Do this: Please transcribe the part of the records that opens with the line containing "curb, that would help a great deal." and closes with the line containing "387), (0, 375)]", keeping both of those lines and copying every line exactly, with nothing else.
━━ Records
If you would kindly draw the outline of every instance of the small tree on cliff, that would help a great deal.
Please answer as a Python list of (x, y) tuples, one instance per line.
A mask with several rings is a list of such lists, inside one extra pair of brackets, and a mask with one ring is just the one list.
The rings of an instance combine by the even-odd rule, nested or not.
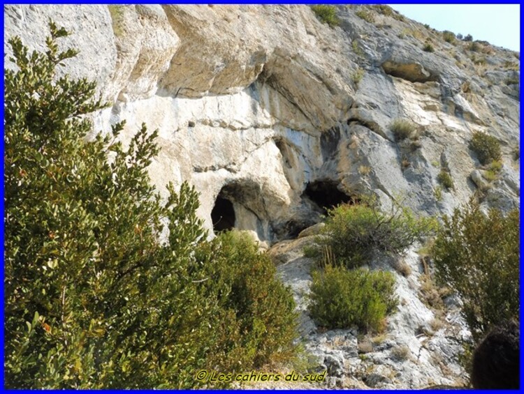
━━━━
━━ Records
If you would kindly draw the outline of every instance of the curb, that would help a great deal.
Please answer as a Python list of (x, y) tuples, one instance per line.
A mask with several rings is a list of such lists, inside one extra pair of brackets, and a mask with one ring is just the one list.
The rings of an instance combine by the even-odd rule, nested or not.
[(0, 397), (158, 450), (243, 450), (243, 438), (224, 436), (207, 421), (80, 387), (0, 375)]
━━━━
━━ Records
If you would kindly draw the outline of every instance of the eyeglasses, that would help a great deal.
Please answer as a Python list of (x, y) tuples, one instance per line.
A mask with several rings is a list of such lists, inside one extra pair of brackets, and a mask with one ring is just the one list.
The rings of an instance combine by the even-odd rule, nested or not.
━━━━
Result of the task:
If you would kindly draw the outline of every instance of the curb, that would help a great deal.
Please answer as a Python list of (x, y) tuples, one instance per line.
A mask with several rings is a list of such lists, inside one extra pair of brackets, and a mask with one ring is just the one list.
The rings of an instance combine by the even-odd rule, nested or not.
[(0, 397), (158, 450), (243, 450), (243, 438), (224, 436), (207, 421), (80, 387), (0, 375)]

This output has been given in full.